TASK GOAL: Every line from the one with "The response SHOULD mark one point per instance of the metal" through the end of the records below should be restated word for word, and nothing outside that span.

##### DATA LINES #####

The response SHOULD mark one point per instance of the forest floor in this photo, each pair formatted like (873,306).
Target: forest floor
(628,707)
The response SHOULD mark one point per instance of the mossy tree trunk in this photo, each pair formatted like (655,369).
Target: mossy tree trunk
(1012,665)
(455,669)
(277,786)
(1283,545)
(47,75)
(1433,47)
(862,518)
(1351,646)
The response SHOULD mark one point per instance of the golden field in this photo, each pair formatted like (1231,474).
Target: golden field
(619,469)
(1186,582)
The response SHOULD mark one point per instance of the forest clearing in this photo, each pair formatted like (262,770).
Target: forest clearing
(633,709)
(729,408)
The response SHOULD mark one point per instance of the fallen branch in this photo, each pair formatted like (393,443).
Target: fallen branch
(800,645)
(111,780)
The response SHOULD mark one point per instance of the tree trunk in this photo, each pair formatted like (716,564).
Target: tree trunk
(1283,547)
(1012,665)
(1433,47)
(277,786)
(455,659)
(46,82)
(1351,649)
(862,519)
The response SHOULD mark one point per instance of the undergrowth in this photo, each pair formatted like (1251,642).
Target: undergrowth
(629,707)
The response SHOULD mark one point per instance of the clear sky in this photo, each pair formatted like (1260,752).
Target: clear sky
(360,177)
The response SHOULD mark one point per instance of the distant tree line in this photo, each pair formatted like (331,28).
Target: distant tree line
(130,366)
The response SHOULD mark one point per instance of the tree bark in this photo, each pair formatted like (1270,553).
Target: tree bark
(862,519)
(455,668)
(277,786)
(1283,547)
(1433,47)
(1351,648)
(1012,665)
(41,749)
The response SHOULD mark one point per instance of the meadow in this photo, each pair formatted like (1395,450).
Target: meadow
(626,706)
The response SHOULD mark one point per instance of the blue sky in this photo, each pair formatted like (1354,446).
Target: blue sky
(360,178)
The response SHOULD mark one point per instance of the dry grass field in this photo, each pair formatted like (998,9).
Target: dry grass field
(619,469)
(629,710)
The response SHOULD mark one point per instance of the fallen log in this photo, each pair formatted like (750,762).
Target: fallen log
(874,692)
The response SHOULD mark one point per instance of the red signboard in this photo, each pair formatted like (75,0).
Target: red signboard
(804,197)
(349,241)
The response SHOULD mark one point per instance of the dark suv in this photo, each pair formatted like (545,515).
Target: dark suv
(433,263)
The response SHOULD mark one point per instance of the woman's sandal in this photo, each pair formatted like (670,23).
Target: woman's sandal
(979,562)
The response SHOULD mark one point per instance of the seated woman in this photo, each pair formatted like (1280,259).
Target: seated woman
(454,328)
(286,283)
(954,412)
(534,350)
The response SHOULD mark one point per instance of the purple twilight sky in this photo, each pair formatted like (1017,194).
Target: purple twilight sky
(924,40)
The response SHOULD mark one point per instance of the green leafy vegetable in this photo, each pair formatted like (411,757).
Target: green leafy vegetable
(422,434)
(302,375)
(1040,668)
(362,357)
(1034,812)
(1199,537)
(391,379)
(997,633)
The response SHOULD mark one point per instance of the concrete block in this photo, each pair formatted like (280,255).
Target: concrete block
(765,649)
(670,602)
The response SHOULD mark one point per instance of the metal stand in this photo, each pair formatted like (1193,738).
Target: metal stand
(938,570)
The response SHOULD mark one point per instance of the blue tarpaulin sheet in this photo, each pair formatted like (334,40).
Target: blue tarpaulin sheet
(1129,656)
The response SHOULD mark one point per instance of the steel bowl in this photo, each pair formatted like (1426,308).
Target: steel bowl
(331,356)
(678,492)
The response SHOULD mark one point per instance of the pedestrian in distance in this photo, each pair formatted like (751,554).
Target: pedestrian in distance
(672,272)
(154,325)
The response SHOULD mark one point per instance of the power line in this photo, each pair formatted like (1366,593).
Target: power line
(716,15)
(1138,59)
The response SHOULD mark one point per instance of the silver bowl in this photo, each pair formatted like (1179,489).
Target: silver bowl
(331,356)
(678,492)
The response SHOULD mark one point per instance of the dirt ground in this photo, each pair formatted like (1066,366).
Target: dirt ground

#####

RESULT OF THE EXERCISE:
The response SHOULD mark one point per instance of the metal stand in this photo, each pair formatted like (1193,738).
Target: metal stand
(938,570)
The response SHOULD mark one point per instance of the blue tarpaulin sheet in this photo, each pair formatted like (334,40).
Target: blue tarpaulin sheet
(1129,656)
The response SHOULD mark one point per instance of the steel bowl in this photo, each pair formatted like (1426,308).
Target: steel bowl
(331,356)
(678,492)
The response SHOULD mark one point per instance of the pedestrian in distance in this photo, each pair formatted like (751,554).
Target: pedestrian in distance
(672,272)
(154,325)
The response SHOULD mark one point per instance of the power line in this photo, each pair formatted like (1366,593).
Target: power line
(716,15)
(1138,59)
The response SHOULD mark one point per instance of the silver bowl in this photo, each pair formatted like (1179,489).
Target: silver bowl
(331,356)
(678,492)
The response SHOULD mark one point per instance of the dirt ground in this photo, each pair formatted like (1066,366).
Target: dirt ground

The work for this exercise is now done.